ОТРЫВОК:

┄┄┄┄┄┄┄┄┄┄┄┄┄┄┄┄┄┄┄┄

Второй момент. Здесь нет ничего сложного, потому что это будет формат совместных образовательных программ, когда мы используем и инфраструктуру Дальневосточного федерального университета, и инфраструктуру вуза-партнера. При этом кадры и потенциал, мы тоже задействуем с двух сторон. Мы берем преподавателей и российских, и китайских, и здесь мы, конечно, рассчитываем на поддержку наших индустриальных партнеров: с российской стороны это корпорация ГЕРОФАРМ, с китайской стороны тоже есть поддержка со стороны крупного местного производителя, и мы хотели бы, чтобы преподаватели, во-первых, делились опытом, а во-вторых, чтобы эти корпорации давали конкретные кейсы. То есть, чтобы студенты могли бы решать задачи прикладного характера, будучи в процессе обучения, но при этом уже давая пользу, например, для своего будущего работодателя. В такой работе работодателю проще отследить динамику студента, его квалификацию, и, возможно, уже во время обучения принять его на работу.
— Может я наивный вопрос задам, но на каком языке будут общаться эти исследователи, преподаватели, студенты? Конечно, образованные специалисты и в России, и в Китае говорят на английском, но когда речь идёт о таких сложных материях, как биомедицина, то и прямой перевод непрост, а когда используется «язык-посредник»… не осложняет ли это профессиональное общение?
— Это, конечно же, уместный вопрос, и весьма серьёзный. Коммуникация — основа взаимодействия, а язык — это средство коммуникации. Мы для себя ставим основную задачу интегрировать в образовательные программы дополнительное изучение русского языка в Китае, а у нас есть такая амбиция — мы её аккуратно так приземляем... Вот прямо сейчас в ДВФУ китайский язык изучают 1 200 студентов, а когда-то — 125 лет назад китайский язык изучали в Восточном институте на всех отделениях. И это наша амбиция к 2030 году!
— В завершении беседы хотелось бы услышать, какие вызовы, Вы — как проректор по международным отношениям ДВФУ, видите по своему профилю для университета?

┄┄┄┄┄┄┄┄┄┄┄┄┄┄┄┄┄┄┄┄

ИЗВЛЕЧЁННЫЕ ДАННЫЕ:
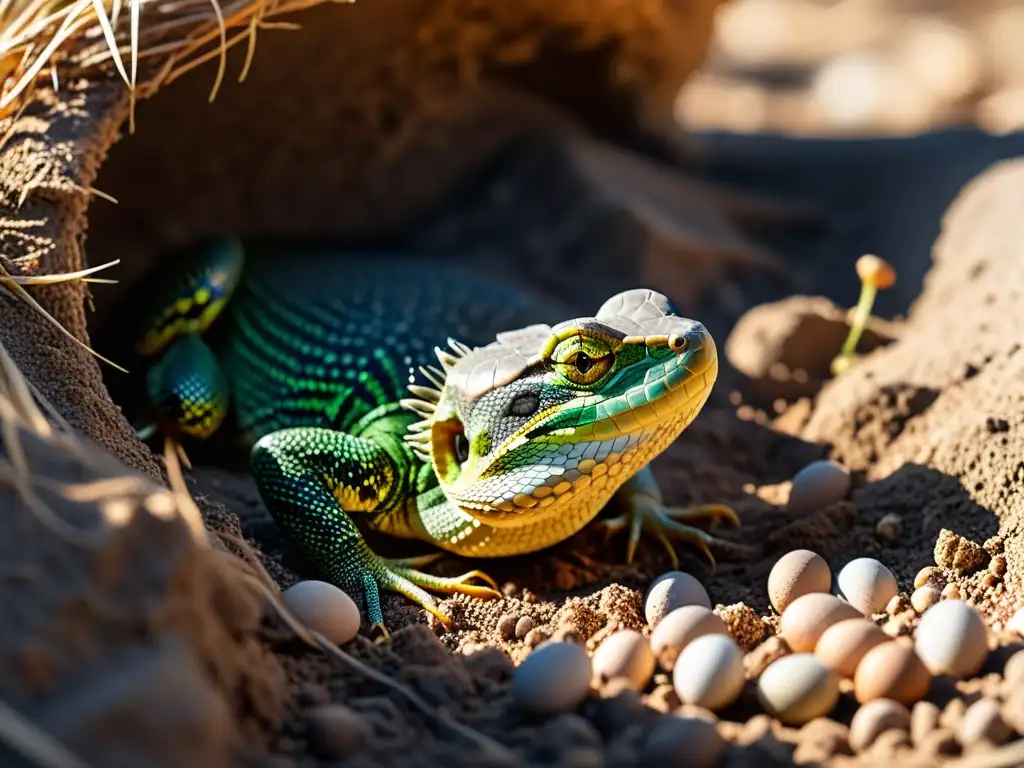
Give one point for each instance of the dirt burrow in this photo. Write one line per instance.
(932, 425)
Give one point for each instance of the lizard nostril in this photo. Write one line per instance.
(678, 343)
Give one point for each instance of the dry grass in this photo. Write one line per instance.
(43, 40)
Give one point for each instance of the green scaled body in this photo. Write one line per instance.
(536, 419)
(312, 353)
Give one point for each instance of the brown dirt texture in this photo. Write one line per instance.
(141, 646)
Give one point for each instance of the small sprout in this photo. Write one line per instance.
(876, 274)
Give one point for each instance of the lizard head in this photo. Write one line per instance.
(546, 417)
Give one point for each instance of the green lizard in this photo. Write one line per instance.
(514, 439)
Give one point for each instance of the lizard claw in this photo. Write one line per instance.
(645, 511)
(400, 576)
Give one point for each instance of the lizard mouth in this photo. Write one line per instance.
(550, 466)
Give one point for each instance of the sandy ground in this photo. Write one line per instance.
(755, 434)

┄┄┄┄┄┄┄┄┄┄┄┄┄┄┄┄┄┄┄┄

ВОПРОСЫ ПО ТЕКСТУ:
• a. Ответьте по интервью на три вопроса:
(i) Какая российская корпорация названа индустриальным партнёром?
(ii) Сколько студентов сейчас изучают китайский язык в ДВФУ?
(iii) В каком учебном заведении 125 лет назад китайский язык изучали на всех отделениях?
• b. Продолжите интервью после последней реплики.

ОТВЕТЫ НА ЗАДАНИЯ:
• a.
(i) Корпорация ГЕРОФАРМ.
(ii) 1 200 студентов.
(iii) В Восточном институте.

• b.
— Доступность качественного образования для всех, как мне кажется, это тот вызов, перед которым мы сейчас стоим, потому что запрос огромный сейчас на образование. Как проектор по международной деятельности могу сказать: ежегодно только в одном Китае, в местных центрах подготовки, в наших совместных институтах десять тысяч китайских школьников хотят поступить в ДВФУ. При том, что у нас общее количество студентов — 20 тысяч. Конечно, мы не можем всех взять. И это только один Китай, а у нас обучаются студенты из 80 стран, поэтому приходится ограничивать, проводить жёсткий отбор.
Сейчас у нас 3500 иностранных студентов, в основном это представители стран BRICS, «глобального Юга», и когда мы говорим про академическое сообщество, про университет, то это не только про качественное образование, но и про тот образ жизни, который студенты себе присваивают.
Каждый студент, когда поступает в какой-то университет, он видит перед собой определенную ролевую модель и целевой образ, которому он бы хотел соответствовать, какому сообществу он бы хотел принадлежать. И мы в этом плане показываем очень успешную, я считаю, модель людей, которые развивают огромный большой регион вместе друг с другом и при этом стараются быть лидерами в области научно-технического сотрудничества.